__Input records__:
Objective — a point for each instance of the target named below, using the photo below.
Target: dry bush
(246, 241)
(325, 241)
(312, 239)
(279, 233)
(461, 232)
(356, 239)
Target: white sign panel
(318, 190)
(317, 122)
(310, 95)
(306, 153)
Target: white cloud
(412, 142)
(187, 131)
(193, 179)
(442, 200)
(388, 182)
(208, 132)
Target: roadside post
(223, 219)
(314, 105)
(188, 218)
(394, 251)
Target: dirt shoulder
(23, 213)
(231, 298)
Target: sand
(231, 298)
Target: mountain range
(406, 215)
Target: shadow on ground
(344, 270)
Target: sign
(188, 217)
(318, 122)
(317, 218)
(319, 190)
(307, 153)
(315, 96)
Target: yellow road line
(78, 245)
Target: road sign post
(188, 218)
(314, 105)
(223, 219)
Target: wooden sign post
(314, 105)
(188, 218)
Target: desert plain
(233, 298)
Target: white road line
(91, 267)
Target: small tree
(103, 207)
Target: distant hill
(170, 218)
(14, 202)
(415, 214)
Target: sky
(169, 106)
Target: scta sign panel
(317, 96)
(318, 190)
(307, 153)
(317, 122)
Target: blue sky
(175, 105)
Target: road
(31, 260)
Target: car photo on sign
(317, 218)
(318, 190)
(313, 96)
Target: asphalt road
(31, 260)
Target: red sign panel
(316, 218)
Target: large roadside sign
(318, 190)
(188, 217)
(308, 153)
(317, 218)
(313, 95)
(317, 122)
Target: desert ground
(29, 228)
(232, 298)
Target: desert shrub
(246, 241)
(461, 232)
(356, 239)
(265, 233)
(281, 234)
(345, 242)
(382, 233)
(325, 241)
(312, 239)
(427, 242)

__The problem__:
Please give all the lines above again, exactly as they read.

__Written response__:
Objective — a point for each instance of the target named below, using the photo below.
Target: dry bush
(246, 241)
(325, 241)
(312, 239)
(279, 233)
(461, 232)
(356, 239)
Target: white sign panel
(318, 190)
(317, 122)
(310, 95)
(306, 153)
Target: white cloud
(412, 142)
(187, 131)
(193, 179)
(442, 200)
(388, 182)
(208, 132)
Target: roadside post
(223, 219)
(314, 105)
(188, 218)
(394, 251)
Target: dirt shoulder
(23, 213)
(231, 298)
Target: sand
(231, 298)
Target: mountain range
(406, 215)
Target: shadow on ground
(344, 270)
Target: sign
(188, 217)
(318, 122)
(317, 218)
(319, 190)
(307, 153)
(315, 96)
Target: yellow road line
(78, 245)
Target: road sign post
(188, 218)
(314, 105)
(223, 219)
Target: wooden sign post
(314, 105)
(188, 218)
Target: desert plain
(233, 298)
Target: white road line
(91, 267)
Target: small tree
(103, 207)
Target: distant hill
(170, 218)
(14, 202)
(415, 214)
Target: sky
(169, 106)
Target: scta sign panel
(317, 96)
(318, 190)
(307, 153)
(317, 122)
Target: blue sky
(175, 105)
Target: road
(31, 260)
Target: car photo on sign
(317, 218)
(318, 190)
(313, 96)
Target: asphalt road
(31, 260)
Target: red sign panel
(316, 218)
Target: large roadside sign
(318, 190)
(188, 217)
(308, 153)
(317, 218)
(313, 95)
(317, 122)
Target: desert ground
(29, 228)
(232, 298)
Target: desert shrub
(246, 241)
(461, 232)
(356, 239)
(265, 233)
(281, 234)
(345, 242)
(382, 233)
(325, 241)
(312, 239)
(427, 242)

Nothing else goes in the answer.